### STATED EXERCISE
Report every line in the records below that contains the word "camouflage", and copy each such line in full.

### Stored data entries
——————

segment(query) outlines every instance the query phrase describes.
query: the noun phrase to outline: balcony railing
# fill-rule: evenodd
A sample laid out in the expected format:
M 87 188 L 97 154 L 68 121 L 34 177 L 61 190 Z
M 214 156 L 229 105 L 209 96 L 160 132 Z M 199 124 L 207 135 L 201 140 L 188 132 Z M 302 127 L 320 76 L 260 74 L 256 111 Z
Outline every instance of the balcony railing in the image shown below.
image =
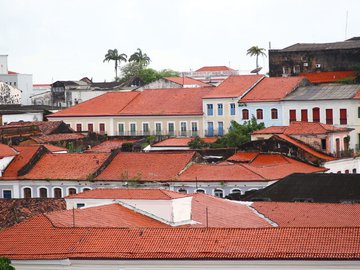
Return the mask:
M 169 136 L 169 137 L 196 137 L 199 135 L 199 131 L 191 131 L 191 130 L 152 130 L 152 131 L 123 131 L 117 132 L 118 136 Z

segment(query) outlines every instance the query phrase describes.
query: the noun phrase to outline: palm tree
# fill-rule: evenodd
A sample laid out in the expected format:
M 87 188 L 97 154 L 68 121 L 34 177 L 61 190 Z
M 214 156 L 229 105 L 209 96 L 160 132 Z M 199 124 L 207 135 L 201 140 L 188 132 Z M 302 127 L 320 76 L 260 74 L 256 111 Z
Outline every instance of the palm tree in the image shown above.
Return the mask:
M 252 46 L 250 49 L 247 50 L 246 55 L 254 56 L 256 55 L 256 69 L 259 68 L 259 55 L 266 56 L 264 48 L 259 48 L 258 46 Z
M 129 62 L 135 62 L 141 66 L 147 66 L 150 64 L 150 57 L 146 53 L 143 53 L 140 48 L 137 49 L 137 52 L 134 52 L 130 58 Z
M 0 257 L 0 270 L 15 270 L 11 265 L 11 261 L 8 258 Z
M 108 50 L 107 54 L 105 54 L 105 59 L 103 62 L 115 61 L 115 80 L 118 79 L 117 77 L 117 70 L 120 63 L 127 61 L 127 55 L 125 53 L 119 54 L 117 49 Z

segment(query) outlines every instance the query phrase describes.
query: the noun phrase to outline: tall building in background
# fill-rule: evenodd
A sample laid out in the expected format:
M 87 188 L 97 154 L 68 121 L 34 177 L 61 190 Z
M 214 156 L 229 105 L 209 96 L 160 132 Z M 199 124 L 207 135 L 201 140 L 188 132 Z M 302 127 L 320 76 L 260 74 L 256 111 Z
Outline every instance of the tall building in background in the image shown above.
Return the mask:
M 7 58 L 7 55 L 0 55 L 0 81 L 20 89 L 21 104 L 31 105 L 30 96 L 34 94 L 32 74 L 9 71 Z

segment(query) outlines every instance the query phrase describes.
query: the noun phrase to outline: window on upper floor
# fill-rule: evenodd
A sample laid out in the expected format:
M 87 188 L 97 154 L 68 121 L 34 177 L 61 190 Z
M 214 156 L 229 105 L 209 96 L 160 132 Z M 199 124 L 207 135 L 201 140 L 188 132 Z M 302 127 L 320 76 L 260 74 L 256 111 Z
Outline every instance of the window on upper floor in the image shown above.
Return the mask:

——————

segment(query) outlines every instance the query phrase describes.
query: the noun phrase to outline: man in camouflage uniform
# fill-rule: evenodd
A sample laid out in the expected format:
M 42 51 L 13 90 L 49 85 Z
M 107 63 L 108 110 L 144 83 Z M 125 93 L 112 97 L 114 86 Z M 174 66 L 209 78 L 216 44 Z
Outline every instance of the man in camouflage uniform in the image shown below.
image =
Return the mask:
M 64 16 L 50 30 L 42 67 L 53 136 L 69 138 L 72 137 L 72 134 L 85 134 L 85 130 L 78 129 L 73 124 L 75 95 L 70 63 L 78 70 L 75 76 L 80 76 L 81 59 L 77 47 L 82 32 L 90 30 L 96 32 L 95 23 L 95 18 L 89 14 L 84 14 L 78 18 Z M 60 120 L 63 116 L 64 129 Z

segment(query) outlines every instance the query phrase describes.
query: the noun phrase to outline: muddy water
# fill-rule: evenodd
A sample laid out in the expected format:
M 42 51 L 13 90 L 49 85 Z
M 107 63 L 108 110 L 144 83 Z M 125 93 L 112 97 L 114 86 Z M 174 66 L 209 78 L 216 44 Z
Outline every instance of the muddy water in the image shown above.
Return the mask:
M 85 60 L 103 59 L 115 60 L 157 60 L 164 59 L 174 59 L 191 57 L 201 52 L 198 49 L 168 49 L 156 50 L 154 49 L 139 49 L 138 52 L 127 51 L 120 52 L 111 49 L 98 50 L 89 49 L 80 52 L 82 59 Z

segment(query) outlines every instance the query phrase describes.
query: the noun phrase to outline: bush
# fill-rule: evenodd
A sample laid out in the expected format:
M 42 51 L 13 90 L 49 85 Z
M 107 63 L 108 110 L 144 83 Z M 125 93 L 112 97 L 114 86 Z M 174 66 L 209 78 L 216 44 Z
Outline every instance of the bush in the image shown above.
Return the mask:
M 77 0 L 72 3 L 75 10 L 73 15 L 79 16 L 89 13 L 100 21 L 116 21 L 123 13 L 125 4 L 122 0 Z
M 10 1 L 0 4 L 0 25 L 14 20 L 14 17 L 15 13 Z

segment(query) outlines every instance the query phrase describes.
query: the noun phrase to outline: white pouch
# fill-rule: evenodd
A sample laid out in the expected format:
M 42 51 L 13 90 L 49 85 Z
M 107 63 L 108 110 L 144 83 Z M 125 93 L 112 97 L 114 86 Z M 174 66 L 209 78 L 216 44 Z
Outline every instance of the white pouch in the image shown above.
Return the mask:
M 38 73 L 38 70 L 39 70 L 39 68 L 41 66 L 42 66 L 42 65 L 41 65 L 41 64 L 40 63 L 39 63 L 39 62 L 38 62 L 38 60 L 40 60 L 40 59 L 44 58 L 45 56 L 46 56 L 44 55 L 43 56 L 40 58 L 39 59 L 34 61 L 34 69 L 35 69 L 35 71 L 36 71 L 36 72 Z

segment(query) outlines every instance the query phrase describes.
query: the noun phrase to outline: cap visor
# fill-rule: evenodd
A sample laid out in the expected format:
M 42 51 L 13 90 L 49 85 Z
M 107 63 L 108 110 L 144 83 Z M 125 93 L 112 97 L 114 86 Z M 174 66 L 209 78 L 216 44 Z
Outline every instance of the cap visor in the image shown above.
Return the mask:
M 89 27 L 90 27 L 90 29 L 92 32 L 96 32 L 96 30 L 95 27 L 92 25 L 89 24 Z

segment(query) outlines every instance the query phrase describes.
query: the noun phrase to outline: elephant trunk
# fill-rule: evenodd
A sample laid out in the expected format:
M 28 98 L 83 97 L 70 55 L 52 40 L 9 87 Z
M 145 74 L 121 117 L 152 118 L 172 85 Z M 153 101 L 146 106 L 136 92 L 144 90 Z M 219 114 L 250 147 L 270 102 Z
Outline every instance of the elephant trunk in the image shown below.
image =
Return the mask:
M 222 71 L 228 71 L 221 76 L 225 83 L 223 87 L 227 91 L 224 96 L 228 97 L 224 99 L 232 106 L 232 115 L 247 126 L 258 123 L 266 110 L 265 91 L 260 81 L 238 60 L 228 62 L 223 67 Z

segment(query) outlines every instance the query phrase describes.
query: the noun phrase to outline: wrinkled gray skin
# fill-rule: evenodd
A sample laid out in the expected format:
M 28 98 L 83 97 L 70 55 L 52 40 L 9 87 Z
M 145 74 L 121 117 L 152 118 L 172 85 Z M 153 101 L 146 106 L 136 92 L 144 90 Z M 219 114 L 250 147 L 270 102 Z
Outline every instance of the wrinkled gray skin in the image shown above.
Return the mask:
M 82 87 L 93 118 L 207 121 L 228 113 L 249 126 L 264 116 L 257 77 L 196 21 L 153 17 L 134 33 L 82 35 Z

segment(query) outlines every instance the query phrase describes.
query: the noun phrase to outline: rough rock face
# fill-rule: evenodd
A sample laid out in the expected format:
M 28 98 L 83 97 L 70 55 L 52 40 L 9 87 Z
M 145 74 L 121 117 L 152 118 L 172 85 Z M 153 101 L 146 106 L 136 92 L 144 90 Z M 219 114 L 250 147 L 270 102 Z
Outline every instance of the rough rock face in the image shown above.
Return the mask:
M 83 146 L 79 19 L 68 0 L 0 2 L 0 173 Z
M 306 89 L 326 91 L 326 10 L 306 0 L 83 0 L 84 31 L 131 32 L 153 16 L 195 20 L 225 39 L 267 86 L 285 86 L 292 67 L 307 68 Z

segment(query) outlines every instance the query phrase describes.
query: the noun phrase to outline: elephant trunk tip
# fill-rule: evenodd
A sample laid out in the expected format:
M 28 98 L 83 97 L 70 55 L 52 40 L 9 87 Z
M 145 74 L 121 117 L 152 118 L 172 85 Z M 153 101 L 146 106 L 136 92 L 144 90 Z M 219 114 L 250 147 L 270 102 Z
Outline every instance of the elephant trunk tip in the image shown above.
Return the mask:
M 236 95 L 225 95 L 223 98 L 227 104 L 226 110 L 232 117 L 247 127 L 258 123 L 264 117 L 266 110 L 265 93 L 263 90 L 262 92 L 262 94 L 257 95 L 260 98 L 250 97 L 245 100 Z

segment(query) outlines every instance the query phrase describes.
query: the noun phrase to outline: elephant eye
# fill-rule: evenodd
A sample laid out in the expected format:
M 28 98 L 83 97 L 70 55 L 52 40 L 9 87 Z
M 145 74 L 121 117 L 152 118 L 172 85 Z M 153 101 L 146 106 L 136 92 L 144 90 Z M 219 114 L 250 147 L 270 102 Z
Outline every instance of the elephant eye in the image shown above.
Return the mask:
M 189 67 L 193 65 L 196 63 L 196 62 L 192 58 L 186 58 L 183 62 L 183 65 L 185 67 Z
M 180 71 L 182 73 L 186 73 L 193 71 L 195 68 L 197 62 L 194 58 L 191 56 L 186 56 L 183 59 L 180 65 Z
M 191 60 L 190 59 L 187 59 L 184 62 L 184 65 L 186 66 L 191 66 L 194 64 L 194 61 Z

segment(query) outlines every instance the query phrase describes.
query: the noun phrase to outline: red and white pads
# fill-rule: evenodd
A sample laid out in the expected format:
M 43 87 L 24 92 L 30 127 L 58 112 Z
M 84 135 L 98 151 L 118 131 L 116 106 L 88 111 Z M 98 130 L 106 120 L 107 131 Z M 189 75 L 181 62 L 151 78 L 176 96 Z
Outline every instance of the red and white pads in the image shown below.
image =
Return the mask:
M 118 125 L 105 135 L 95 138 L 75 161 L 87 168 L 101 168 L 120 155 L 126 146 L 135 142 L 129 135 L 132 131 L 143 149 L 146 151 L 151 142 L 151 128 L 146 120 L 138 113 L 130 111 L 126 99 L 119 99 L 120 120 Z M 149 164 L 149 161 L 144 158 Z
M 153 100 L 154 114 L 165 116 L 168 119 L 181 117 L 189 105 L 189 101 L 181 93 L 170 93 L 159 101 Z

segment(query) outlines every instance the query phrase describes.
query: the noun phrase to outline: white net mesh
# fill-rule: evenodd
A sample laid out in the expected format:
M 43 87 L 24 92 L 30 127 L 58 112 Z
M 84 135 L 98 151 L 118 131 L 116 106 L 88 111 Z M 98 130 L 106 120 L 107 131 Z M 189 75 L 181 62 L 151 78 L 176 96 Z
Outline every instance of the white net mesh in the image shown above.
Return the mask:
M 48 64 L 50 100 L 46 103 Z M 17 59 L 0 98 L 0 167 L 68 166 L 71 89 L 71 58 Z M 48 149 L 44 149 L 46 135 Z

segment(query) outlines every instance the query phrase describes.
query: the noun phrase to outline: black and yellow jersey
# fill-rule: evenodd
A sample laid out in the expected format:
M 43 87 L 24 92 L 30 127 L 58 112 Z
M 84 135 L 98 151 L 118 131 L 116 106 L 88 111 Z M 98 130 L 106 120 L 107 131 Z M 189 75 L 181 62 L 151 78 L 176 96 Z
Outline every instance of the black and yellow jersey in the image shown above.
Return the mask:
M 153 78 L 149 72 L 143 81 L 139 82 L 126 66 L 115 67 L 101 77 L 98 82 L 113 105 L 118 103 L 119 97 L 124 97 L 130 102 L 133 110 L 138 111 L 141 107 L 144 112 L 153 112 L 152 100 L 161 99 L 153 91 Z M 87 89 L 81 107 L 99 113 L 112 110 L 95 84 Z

——————

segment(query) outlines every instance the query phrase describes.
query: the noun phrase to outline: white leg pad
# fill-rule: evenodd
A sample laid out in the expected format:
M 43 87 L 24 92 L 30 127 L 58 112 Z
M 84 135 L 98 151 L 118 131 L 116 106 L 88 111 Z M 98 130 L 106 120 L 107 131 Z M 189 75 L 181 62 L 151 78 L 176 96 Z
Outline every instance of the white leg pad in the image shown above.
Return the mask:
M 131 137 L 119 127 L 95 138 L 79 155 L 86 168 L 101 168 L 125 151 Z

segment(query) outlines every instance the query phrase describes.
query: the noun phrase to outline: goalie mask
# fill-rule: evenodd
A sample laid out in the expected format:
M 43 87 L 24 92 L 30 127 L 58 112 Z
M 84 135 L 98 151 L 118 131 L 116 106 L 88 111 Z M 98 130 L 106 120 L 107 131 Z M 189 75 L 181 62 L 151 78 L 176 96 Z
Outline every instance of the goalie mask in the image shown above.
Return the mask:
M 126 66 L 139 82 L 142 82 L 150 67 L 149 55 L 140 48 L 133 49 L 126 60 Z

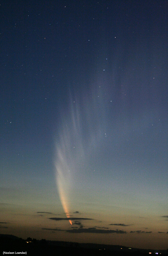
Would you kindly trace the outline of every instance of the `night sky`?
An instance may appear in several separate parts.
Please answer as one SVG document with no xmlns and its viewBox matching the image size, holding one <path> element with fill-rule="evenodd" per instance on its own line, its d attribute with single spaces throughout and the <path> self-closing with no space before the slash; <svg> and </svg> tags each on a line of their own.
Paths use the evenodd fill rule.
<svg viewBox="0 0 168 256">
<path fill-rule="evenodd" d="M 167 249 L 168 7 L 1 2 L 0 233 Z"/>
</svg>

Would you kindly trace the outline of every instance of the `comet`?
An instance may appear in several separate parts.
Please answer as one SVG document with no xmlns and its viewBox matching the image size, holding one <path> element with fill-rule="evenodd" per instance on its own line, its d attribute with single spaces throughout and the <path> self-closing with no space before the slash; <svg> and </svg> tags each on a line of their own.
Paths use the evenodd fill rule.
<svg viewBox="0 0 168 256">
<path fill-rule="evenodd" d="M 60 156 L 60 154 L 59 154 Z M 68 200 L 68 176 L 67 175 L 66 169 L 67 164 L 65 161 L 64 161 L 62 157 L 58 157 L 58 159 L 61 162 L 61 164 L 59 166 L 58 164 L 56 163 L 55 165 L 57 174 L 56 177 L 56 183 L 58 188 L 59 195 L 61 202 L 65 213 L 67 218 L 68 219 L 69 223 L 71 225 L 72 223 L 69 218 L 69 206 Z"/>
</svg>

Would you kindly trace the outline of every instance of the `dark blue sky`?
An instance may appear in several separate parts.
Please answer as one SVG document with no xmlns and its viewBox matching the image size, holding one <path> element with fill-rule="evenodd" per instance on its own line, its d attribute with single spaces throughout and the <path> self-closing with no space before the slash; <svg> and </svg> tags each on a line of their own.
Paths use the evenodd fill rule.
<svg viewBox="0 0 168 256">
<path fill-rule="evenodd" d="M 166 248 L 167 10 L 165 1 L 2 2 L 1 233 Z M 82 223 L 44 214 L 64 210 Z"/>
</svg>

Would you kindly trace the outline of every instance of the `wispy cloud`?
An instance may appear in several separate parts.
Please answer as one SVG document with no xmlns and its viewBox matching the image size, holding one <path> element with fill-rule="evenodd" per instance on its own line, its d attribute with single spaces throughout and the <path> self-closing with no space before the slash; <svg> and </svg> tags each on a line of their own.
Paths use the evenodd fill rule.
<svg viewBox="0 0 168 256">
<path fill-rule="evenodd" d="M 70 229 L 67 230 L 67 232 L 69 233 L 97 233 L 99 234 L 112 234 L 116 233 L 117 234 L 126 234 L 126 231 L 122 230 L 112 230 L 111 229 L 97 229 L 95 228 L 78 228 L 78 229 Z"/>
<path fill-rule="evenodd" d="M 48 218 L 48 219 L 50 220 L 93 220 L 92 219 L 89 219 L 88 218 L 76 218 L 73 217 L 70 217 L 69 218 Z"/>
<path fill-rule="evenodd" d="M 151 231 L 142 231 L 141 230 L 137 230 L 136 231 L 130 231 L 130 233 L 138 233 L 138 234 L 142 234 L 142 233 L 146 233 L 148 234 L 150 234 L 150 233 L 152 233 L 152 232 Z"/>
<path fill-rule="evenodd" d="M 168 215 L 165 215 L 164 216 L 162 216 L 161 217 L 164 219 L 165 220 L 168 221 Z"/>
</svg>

——————

### TASK RESPONSE
query: the noun phrase to outline: man in camouflage uniform
Outline every instance of the man in camouflage uniform in the image shown below.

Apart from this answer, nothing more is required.